List every line of the records that contains the string "coords", matching case exactly.
··· RECORDS FOR THIS EXERCISE
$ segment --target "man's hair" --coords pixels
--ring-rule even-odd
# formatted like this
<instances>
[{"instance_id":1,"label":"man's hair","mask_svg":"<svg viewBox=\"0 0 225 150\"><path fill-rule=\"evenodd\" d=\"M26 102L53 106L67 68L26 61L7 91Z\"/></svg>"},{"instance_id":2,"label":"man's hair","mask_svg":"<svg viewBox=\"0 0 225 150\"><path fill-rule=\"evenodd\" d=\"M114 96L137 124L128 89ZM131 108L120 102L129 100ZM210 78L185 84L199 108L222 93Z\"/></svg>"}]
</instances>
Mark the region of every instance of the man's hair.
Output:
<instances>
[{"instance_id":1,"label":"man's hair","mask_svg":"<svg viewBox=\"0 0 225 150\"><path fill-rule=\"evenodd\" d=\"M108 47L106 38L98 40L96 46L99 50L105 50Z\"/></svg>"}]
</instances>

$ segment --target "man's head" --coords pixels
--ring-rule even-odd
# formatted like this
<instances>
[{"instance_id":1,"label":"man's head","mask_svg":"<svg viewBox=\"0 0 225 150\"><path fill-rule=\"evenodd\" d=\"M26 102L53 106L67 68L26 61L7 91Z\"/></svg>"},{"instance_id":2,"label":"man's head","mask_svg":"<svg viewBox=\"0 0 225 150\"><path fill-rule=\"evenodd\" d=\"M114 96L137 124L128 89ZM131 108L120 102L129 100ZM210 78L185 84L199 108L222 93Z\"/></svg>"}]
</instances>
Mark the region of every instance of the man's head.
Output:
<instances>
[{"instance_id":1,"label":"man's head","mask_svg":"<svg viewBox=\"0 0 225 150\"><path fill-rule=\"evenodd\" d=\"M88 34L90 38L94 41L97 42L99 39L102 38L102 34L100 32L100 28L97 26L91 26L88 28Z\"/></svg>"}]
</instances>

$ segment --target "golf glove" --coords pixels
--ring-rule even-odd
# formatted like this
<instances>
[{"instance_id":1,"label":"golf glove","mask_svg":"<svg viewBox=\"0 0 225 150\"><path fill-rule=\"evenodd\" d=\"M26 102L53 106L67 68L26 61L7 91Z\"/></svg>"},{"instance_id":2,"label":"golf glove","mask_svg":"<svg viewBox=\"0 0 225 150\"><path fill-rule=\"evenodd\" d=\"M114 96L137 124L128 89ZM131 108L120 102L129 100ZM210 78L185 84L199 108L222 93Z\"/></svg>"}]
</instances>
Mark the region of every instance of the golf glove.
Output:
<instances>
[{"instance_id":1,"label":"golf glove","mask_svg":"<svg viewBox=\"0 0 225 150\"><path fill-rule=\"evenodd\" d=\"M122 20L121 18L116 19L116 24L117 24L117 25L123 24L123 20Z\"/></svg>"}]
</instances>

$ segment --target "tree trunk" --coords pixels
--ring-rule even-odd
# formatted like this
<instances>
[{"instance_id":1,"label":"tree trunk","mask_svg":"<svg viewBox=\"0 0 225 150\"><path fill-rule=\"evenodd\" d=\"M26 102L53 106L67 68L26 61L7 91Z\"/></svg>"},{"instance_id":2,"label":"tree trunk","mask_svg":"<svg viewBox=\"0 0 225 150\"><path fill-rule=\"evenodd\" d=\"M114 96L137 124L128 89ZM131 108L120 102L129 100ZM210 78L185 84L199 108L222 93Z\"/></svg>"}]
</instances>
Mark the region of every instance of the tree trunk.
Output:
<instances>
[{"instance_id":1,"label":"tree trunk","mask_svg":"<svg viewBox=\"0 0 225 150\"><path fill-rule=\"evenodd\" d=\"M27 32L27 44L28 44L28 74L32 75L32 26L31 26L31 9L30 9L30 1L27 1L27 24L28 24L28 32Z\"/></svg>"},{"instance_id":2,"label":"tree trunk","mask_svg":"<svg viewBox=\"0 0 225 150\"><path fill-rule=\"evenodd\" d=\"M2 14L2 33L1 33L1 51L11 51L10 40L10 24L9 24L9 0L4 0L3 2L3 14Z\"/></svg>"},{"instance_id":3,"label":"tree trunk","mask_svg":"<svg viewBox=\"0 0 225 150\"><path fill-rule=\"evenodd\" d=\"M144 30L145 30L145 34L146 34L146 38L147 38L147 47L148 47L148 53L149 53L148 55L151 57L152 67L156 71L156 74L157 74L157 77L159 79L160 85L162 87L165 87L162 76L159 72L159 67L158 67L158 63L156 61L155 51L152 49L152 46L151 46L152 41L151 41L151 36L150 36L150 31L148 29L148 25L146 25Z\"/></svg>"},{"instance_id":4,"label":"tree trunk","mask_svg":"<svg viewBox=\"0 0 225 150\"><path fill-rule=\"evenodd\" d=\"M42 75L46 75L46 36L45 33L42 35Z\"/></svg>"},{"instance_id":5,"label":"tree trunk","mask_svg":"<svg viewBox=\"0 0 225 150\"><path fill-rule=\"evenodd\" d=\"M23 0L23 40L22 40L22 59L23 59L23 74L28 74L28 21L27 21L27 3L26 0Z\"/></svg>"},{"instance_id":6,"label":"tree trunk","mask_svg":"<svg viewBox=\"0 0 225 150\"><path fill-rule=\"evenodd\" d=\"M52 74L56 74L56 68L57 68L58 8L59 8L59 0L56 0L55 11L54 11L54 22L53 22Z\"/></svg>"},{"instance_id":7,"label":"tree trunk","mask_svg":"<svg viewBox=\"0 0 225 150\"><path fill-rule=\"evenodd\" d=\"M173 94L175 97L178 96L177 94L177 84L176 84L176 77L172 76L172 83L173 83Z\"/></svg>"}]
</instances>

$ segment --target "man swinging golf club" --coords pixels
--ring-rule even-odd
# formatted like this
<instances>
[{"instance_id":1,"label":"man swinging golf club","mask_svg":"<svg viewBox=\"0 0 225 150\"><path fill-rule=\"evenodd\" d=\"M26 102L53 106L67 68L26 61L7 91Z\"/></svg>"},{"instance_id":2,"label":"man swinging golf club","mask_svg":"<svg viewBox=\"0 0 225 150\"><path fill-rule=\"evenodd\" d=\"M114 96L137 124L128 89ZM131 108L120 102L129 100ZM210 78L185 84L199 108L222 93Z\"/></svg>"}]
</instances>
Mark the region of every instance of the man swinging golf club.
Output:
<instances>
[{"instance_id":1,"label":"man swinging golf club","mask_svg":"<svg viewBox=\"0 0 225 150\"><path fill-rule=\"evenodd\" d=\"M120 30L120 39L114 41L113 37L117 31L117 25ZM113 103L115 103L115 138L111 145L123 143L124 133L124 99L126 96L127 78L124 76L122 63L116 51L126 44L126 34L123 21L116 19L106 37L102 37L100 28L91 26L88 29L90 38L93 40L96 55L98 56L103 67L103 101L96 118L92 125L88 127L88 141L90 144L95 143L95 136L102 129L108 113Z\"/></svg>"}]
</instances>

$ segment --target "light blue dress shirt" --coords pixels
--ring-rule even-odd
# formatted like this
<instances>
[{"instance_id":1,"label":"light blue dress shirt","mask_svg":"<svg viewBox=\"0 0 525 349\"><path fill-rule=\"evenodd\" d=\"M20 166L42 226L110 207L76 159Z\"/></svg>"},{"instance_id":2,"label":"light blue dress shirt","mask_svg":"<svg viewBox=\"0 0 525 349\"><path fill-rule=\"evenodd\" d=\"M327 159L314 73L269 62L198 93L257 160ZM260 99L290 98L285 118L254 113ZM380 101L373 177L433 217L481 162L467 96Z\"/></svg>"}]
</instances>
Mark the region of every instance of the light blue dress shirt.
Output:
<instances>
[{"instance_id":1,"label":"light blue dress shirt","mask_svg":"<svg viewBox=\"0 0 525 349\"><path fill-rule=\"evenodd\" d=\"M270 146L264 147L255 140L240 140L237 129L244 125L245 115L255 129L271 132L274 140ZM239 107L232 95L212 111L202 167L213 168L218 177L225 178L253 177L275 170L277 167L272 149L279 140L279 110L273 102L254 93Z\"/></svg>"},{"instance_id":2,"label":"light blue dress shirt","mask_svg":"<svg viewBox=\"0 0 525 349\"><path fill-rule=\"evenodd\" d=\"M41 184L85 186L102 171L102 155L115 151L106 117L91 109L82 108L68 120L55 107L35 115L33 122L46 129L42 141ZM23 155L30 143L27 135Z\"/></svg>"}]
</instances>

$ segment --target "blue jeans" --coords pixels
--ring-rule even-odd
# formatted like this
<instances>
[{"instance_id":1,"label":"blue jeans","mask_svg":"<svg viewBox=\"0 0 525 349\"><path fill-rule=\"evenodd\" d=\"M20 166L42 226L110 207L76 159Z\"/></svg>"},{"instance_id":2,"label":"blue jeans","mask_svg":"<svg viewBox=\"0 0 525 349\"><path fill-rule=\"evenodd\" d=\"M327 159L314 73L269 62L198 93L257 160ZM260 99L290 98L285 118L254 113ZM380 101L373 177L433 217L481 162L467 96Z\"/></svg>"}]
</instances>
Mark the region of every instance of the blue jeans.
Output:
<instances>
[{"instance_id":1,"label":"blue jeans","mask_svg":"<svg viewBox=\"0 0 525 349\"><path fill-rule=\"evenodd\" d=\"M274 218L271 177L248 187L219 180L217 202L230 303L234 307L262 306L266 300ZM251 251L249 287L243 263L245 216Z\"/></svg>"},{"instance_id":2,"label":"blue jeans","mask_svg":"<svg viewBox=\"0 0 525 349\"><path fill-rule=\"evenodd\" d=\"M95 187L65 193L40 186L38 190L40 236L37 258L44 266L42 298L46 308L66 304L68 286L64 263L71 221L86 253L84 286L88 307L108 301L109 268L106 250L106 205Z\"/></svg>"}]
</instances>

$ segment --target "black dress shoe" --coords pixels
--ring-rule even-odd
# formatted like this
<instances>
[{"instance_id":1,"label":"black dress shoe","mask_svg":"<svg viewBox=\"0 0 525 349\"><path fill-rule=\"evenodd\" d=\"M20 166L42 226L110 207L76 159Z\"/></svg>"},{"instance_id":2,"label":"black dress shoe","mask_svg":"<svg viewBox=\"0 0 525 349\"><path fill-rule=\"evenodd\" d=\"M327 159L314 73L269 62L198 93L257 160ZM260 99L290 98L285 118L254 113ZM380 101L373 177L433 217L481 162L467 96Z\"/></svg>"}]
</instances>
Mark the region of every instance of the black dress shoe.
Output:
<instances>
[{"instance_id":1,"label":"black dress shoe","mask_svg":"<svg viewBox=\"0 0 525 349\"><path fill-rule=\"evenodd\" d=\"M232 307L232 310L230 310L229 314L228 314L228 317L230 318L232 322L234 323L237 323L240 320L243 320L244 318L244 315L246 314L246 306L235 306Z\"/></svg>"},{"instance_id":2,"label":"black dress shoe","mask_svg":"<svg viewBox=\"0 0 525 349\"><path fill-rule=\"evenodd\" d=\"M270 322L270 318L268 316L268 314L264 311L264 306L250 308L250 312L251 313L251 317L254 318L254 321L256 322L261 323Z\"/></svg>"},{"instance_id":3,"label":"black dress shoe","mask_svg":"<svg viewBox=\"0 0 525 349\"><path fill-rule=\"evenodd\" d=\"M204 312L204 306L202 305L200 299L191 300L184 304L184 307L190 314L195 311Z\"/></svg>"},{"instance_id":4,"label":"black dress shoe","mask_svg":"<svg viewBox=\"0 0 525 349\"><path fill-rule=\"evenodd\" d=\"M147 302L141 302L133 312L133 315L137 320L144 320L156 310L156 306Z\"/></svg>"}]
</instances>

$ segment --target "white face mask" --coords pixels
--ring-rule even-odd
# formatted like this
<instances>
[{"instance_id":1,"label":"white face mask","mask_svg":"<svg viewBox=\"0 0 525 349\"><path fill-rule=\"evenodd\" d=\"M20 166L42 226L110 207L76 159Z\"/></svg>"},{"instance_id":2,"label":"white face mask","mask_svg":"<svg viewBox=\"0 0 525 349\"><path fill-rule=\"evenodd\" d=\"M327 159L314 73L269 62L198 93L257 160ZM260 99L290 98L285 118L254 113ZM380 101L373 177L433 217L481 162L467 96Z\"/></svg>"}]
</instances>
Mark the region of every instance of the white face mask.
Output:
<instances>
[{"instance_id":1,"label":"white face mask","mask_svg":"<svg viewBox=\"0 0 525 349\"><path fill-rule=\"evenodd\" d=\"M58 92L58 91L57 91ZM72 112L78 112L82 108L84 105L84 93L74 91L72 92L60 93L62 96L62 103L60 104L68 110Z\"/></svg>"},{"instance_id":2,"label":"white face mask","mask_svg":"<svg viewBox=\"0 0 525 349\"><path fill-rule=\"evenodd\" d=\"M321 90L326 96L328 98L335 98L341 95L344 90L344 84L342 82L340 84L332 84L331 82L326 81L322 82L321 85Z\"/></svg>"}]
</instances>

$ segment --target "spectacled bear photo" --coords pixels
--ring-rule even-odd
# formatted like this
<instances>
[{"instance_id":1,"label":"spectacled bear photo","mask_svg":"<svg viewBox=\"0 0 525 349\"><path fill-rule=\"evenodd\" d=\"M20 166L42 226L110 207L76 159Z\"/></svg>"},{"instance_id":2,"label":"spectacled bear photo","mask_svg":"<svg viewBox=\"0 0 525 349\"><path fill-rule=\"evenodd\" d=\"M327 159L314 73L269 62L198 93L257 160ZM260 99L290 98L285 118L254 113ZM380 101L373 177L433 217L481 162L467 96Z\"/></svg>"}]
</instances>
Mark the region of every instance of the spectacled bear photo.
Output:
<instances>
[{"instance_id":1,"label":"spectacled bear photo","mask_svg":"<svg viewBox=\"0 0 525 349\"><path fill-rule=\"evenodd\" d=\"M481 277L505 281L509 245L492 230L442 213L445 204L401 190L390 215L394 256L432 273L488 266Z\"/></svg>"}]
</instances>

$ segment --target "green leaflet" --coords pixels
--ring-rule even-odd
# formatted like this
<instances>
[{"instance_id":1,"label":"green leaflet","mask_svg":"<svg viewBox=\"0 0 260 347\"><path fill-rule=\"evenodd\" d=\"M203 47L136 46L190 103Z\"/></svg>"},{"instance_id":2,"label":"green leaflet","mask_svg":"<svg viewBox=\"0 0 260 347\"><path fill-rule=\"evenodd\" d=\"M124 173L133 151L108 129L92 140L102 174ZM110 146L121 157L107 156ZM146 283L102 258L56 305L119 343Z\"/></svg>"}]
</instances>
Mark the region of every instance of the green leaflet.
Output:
······
SOLUTION TO THIS PROBLEM ::
$ segment --target "man's hair" --coords pixels
$ segment --target "man's head" --coords pixels
$ segment --target "golf glove" --coords pixels
$ segment --target "tree trunk" --coords pixels
$ segment --target "man swinging golf club" --coords pixels
$ segment --target "light blue dress shirt" --coords pixels
$ segment --target "blue jeans" --coords pixels
$ segment --target "black dress shoe" --coords pixels
$ segment --target "white face mask" --coords pixels
$ segment --target "spectacled bear photo" --coords pixels
$ segment --target "green leaflet" --coords pixels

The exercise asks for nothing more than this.